▶ Brief
In the material below, find every line containing the string "house" and return it.
---+---
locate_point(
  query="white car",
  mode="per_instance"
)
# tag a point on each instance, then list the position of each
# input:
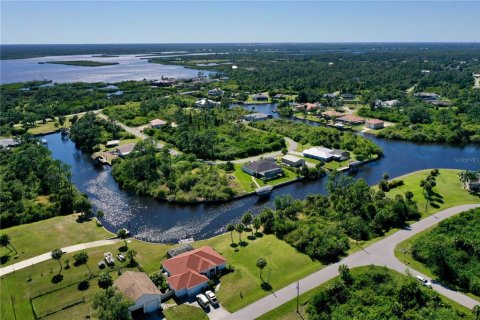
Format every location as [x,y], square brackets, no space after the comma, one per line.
[424,281]
[202,301]
[211,297]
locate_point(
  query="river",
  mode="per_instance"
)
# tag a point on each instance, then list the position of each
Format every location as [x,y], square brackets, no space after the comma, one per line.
[157,221]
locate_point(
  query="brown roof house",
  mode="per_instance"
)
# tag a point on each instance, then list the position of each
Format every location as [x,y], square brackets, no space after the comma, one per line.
[138,287]
[189,272]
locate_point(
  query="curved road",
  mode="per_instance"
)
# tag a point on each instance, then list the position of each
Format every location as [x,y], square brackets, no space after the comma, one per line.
[380,253]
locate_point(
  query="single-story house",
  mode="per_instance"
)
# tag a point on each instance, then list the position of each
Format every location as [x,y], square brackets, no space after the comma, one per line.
[205,103]
[217,92]
[112,143]
[259,97]
[138,287]
[189,272]
[264,168]
[374,124]
[293,161]
[351,119]
[340,155]
[157,123]
[125,149]
[348,96]
[332,114]
[257,116]
[427,96]
[319,153]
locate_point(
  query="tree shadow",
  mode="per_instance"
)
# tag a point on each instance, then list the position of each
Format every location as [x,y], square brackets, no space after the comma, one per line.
[83,285]
[57,278]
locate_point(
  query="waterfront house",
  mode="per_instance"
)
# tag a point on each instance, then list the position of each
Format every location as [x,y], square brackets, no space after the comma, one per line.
[293,161]
[351,119]
[157,123]
[189,272]
[257,116]
[374,124]
[125,149]
[138,287]
[259,97]
[264,168]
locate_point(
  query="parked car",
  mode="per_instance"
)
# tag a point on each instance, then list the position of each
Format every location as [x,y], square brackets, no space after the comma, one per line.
[202,301]
[211,297]
[424,281]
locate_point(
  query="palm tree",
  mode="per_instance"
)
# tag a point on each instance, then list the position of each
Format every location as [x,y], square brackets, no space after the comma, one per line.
[122,234]
[5,242]
[231,228]
[240,228]
[82,258]
[57,255]
[261,263]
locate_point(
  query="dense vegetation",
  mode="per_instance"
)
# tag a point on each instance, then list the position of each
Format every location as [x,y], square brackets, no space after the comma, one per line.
[452,251]
[89,131]
[34,186]
[378,293]
[177,178]
[322,136]
[321,226]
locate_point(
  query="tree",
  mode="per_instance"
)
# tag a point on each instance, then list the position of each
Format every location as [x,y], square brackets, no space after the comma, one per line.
[261,264]
[257,223]
[122,234]
[247,219]
[105,280]
[231,228]
[82,258]
[5,242]
[57,255]
[240,228]
[110,304]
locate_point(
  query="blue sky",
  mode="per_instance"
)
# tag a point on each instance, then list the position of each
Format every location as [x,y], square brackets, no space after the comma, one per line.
[238,21]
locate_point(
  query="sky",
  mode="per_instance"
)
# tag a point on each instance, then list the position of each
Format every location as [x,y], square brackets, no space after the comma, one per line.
[40,22]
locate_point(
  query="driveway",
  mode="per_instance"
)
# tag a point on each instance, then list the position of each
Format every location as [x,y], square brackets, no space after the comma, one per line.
[380,253]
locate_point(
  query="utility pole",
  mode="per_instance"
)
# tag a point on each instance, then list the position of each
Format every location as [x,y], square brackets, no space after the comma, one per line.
[298,294]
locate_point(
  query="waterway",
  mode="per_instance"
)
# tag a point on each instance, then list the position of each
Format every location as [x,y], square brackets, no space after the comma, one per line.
[157,221]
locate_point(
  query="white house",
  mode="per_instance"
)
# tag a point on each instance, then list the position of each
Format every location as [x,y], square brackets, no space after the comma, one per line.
[138,287]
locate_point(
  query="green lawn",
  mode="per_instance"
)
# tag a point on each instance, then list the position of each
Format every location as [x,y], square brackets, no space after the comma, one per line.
[185,312]
[43,236]
[288,311]
[242,287]
[403,253]
[449,188]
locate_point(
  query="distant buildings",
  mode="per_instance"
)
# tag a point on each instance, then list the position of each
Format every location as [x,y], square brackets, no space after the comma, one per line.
[157,123]
[351,119]
[138,287]
[264,168]
[257,117]
[189,272]
[325,154]
[293,161]
[374,124]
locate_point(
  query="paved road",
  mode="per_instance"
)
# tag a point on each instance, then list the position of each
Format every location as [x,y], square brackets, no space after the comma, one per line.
[380,253]
[47,256]
[138,133]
---+---
▶ Answer below
  query="brown roof house",
  query="single-story house",
  query="waterfront house",
  query="white house",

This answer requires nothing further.